» **WORK ORDER**
The answer must reproduce the listing exactly, with every picture left out.
*** Begin section ***
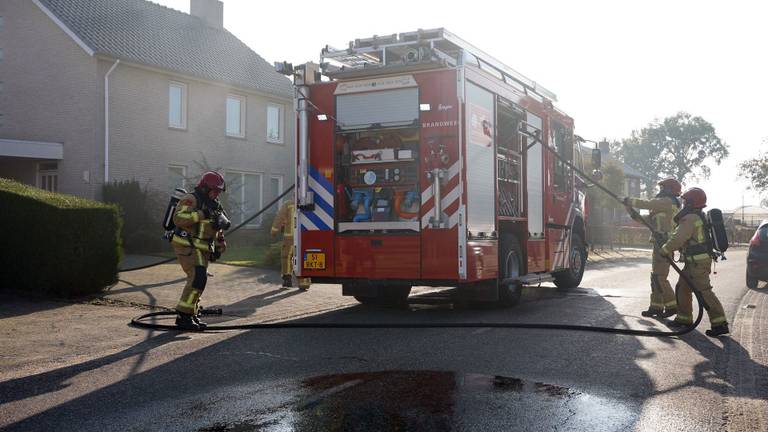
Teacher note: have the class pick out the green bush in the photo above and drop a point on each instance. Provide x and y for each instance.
(141, 214)
(57, 244)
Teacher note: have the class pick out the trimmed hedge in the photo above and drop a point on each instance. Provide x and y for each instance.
(57, 244)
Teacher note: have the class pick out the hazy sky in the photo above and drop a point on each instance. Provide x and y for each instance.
(614, 65)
*** End section ***
» **TASK OUTPUT**
Teacher note: have the class pick out the green bush in the photo above and drop a point on each instance. Provide x and y for each instance.
(141, 214)
(57, 244)
Teacher note: have the class pick out the trimmed hedge in the photo above and drop a point on each instance. Provide x and y for each instance.
(57, 244)
Teacher note: have the class pick out the hazy sky in the photo above and drop a point on each instance. Provide x and y for each instance.
(614, 65)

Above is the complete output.